(Recorded data)
+ + + + + + +

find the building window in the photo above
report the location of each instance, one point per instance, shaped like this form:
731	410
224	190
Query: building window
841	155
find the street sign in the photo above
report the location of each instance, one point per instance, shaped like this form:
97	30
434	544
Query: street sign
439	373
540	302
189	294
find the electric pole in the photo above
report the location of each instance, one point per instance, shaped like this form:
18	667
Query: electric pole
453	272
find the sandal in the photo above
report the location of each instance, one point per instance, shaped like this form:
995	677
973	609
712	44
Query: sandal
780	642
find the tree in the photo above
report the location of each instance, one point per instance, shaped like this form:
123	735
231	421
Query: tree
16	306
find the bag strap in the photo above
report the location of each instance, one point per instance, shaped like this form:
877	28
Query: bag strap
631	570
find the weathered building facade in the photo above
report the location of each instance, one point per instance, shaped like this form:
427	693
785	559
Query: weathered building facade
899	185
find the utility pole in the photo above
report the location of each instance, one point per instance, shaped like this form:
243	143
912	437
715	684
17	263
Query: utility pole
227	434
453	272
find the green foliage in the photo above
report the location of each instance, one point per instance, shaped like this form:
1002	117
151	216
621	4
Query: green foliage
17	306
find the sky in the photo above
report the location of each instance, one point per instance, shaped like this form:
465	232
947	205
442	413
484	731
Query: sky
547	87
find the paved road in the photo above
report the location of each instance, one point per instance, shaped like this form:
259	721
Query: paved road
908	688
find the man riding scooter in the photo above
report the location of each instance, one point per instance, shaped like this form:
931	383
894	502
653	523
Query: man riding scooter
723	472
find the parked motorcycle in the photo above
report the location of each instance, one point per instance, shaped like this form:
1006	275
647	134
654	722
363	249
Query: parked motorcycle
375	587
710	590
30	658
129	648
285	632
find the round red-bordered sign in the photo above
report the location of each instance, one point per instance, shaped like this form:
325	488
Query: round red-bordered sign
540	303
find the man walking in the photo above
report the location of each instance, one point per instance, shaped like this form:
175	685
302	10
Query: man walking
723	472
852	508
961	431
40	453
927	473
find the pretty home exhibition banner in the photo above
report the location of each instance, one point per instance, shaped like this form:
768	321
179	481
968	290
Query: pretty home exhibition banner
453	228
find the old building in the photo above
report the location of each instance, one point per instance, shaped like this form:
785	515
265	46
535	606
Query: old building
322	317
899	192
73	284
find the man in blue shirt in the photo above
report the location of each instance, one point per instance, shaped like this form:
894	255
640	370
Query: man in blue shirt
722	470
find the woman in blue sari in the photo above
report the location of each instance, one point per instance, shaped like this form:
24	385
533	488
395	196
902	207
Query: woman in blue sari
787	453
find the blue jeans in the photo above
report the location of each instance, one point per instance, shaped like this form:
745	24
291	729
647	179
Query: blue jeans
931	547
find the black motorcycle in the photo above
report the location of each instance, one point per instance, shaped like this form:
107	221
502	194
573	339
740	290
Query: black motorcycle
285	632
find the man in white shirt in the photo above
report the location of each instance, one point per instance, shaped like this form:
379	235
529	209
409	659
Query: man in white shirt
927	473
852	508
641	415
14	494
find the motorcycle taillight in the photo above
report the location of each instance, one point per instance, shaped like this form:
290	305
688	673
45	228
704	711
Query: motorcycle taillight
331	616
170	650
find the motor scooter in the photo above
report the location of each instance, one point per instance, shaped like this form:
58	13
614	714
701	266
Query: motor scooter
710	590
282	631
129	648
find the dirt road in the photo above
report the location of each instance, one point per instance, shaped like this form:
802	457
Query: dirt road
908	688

+ + + + + + +

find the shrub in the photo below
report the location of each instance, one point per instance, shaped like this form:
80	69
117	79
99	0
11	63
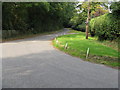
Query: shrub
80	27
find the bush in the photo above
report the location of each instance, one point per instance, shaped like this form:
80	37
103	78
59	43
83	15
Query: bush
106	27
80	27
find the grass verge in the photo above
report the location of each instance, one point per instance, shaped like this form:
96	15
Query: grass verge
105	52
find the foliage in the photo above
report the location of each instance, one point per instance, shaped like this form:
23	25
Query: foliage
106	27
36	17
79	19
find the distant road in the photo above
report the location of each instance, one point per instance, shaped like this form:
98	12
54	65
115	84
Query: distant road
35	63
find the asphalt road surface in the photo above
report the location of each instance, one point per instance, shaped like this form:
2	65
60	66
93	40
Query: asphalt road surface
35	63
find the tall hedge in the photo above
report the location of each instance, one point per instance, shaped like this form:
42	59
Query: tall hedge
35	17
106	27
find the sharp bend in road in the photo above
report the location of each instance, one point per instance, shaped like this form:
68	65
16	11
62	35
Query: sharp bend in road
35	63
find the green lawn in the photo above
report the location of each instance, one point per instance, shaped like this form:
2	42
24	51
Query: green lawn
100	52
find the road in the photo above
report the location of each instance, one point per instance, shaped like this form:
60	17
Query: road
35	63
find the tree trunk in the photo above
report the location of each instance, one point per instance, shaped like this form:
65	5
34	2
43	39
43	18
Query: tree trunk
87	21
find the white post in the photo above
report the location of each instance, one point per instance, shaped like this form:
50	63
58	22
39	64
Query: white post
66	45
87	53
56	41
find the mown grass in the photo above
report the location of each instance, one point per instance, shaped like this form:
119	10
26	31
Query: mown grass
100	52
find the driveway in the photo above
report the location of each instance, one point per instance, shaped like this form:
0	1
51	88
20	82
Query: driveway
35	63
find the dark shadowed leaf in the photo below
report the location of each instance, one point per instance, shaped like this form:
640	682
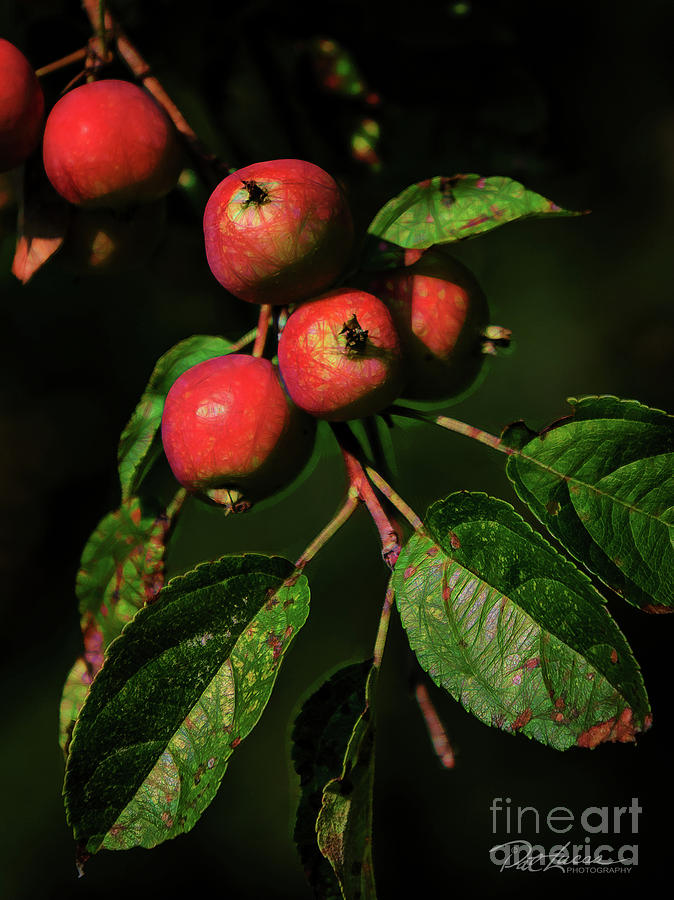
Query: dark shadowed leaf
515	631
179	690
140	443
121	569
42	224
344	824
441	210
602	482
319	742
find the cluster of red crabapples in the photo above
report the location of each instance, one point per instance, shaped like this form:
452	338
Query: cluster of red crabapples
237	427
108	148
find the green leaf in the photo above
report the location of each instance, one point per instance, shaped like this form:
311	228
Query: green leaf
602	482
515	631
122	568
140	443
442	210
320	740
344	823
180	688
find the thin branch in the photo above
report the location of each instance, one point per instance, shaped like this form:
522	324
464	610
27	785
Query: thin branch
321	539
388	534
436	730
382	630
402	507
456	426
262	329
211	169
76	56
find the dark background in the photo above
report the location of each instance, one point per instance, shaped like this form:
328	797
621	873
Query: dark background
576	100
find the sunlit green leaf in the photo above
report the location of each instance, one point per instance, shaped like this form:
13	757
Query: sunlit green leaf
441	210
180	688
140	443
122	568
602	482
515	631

+ + + + + + +

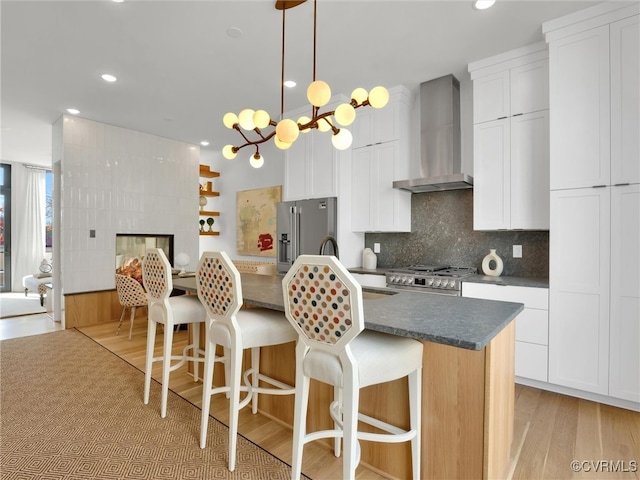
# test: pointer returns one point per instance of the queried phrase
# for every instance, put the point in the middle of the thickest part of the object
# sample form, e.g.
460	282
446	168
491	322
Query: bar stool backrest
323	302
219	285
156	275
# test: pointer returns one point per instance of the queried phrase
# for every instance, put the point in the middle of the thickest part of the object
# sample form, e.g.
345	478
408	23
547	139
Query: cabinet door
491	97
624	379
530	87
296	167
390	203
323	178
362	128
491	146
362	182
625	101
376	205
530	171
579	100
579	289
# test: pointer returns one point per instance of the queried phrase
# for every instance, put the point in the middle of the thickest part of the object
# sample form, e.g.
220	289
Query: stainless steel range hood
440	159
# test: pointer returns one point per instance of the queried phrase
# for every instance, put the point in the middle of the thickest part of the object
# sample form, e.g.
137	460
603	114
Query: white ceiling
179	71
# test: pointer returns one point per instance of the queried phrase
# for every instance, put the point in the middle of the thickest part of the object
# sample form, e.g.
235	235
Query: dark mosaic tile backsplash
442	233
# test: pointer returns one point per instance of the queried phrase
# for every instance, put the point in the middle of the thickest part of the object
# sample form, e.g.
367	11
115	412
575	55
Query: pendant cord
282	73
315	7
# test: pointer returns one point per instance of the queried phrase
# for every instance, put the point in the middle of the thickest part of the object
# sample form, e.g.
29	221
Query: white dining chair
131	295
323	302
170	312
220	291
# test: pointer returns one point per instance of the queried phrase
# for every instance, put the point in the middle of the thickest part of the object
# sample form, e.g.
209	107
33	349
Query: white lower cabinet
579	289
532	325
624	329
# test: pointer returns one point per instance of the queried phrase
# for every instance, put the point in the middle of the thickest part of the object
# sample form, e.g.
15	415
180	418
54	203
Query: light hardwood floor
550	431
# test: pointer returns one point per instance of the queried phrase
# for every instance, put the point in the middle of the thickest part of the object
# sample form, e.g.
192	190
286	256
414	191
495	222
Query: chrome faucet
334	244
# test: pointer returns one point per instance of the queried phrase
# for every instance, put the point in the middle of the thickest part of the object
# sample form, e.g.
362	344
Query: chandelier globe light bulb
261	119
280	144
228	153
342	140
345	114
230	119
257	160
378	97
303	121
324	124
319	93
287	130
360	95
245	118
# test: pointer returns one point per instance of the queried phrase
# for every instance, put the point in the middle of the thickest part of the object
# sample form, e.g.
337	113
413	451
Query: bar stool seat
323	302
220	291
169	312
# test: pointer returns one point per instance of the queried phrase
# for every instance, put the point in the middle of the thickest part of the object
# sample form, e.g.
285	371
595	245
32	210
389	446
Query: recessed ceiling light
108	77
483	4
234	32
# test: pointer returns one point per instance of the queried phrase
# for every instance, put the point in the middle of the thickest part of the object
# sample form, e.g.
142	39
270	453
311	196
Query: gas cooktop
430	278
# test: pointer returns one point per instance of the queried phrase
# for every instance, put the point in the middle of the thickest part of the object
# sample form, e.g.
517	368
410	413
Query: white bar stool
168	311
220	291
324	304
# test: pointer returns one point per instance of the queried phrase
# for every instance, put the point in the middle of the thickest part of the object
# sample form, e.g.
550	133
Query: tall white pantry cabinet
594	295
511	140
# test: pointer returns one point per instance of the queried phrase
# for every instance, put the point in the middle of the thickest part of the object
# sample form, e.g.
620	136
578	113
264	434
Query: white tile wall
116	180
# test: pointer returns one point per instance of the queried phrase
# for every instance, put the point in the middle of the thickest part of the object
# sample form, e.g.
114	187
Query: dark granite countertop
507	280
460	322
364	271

+ + + + + + +

(Exercise directions)
Each line above that carries the string "below" has to be returned.

(Output of the task)
find the shrub in the photo below
find the dark shadowed leaf in the photo below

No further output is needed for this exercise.